EXTRACTED RECORDS START

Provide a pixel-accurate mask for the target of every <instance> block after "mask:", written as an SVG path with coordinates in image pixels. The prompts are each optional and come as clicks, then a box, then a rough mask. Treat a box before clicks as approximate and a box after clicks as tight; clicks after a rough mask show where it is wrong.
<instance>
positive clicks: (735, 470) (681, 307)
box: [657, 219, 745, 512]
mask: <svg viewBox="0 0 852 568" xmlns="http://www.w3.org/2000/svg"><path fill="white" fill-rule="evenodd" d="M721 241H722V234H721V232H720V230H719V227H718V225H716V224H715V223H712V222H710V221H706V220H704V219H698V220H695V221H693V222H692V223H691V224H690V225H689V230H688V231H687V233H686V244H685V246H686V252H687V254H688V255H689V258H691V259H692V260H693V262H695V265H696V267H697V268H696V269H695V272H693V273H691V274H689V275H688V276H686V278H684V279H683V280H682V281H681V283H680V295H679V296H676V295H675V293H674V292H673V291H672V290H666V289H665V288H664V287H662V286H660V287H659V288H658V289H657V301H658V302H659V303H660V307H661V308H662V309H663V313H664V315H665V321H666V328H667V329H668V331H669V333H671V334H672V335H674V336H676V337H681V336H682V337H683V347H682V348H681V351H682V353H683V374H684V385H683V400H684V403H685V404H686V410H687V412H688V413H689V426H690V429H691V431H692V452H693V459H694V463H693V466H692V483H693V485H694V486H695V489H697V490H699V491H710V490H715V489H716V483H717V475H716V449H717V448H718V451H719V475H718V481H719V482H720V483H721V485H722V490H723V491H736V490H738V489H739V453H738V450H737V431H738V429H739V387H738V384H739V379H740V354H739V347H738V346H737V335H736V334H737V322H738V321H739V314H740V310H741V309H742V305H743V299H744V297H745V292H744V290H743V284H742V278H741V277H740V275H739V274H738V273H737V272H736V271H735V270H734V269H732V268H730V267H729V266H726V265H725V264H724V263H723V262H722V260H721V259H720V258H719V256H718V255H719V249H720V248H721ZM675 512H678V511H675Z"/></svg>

EXTRACTED RECORDS END

## TASK DETAILS
Go over the entries above and tally the lines holding "instance"; please answer with the number alone.

## ANSWER
2